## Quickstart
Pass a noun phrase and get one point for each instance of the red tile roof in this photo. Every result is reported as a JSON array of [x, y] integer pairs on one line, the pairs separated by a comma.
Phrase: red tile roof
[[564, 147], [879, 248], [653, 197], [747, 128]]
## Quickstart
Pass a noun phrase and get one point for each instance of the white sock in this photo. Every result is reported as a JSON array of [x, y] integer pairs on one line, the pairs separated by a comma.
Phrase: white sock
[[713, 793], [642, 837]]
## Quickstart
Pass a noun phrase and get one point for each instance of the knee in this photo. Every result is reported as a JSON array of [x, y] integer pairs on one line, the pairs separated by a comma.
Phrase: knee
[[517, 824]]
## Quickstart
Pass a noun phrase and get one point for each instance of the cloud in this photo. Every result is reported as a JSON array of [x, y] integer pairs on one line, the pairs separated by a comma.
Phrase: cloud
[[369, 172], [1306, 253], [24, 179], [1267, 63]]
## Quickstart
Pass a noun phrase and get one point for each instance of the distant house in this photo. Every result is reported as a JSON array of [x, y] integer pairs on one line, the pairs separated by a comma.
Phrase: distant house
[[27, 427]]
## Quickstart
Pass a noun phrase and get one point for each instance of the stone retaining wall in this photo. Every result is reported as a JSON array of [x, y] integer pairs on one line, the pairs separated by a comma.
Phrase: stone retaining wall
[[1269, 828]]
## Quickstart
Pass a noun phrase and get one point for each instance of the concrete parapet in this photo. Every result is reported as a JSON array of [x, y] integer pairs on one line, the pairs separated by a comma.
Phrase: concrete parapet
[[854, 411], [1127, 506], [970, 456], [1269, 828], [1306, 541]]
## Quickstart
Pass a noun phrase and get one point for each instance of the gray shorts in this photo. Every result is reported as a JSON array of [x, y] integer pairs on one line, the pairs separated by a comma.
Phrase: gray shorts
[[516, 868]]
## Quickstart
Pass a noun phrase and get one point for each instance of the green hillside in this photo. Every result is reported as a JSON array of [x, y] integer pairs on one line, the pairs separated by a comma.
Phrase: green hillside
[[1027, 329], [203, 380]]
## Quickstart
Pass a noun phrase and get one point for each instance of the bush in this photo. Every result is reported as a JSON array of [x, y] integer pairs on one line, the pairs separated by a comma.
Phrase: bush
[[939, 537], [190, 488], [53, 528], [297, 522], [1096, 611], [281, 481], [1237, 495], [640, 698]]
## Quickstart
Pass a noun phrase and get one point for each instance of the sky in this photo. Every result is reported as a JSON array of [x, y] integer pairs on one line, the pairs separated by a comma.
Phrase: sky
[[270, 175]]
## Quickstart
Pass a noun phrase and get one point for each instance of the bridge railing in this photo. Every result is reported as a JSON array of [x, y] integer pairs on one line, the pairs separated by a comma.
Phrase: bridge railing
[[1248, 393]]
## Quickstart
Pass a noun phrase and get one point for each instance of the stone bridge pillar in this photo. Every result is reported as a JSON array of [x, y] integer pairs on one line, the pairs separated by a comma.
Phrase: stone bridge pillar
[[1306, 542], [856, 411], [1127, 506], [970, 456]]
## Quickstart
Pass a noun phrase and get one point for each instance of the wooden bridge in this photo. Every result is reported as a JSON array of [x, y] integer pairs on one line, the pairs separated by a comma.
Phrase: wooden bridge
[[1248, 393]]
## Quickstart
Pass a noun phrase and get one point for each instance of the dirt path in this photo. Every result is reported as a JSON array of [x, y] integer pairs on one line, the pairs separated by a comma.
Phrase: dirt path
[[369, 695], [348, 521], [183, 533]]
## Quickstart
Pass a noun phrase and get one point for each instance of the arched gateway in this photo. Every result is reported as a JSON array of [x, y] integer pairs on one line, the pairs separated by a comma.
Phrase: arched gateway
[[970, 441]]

◇ ◇ ◇

■ Task prompt: Which lines in the data above contain the word "parapet"? Copy each one in full.

■ Answer to the task:
Pass a noun phrase and get one point for each instance of the concrete parapet in this photo. Every result is reported as a JSON array of [x, y] integer pairs on one line, the pairs separated by a comma.
Phrase: concrete parapet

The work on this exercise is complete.